Physical Interpretation
The mean is sometimes described as the “balance point” of the data. The following example will demonstrate.
Say there are \(n=5\) data points with the following values.
\(x_1 = 2\)
\(x_2 = 5\)
\(x_3 = 6\)
\(x_4 = 7\)
\(x_5 = 10\)
The sample mean is calculated as follows. \[ \bar{x} = \frac{\sum_{i=1}^n x_i}{n} = \frac{2 + 5 + 6 + 7 + 10}{5} = 6 \]
If these values were plotted, and an “infinitely thin bar” connected the points, then the bar would “balance” at the mean (the triangle) as shown below.
Middle of the Deviations
- The above plot demonstrates that there are equal, but opposite, “sums of deviations” to either side of the mean. Note that a deviation is defined as the distance from the mean to a given point. Thus, \(x_1\) has a deviation of -4 from the mean, \(x_2\) a deviation of -1, \(x_3\) a deviation of 0, \(x_4\) a deviation of 1, and \(x_5\) a deviation of 4. To the left there is a sum of deviations equal to -5 and on the right, a sum of deviations equal to 5. This can be verified to hold for any scenario.

■ Request ■
Copy the passage above on the mean as a balance point word for word, from start to finish.

(Records for identifying positions)
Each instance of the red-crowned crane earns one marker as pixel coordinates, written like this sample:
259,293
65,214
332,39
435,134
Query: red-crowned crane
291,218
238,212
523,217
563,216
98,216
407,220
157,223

■ Result of the task ■
Physical Interpretation
The mean is sometimes described as the “balance point” of the data. The following example will demonstrate.
Say there are \(n=5\) data points with the following values.
\(x_1 = 2\)
\(x_2 = 5\)
\(x_3 = 6\)
\(x_4 = 7\)
\(x_5 = 10\)
The sample mean is calculated as follows. \[ \bar{x} = \frac{\sum_{i=1}^n x_i}{n} = \frac{2 + 5 + 6 + 7 + 10}{5} = 6 \]
If these values were plotted, and an “infinitely thin bar” connected the points, then the bar would “balance” at the mean (the triangle) as shown below.
Middle of the Deviations
- The above plot demonstrates that there are equal, but opposite, “sums of deviations” to either side of the mean. Note that a deviation is defined as the distance from the mean to a given point. Thus, \(x_1\) has a deviation of -4 from the mean, \(x_2\) a deviation of -1, \(x_3\) a deviation of 0, \(x_4\) a deviation of 1, and \(x_5\) a deviation of 4. To the left there is a sum of deviations equal to -5 and on the right, a sum of deviations equal to 5. This can be verified to hold for any scenario.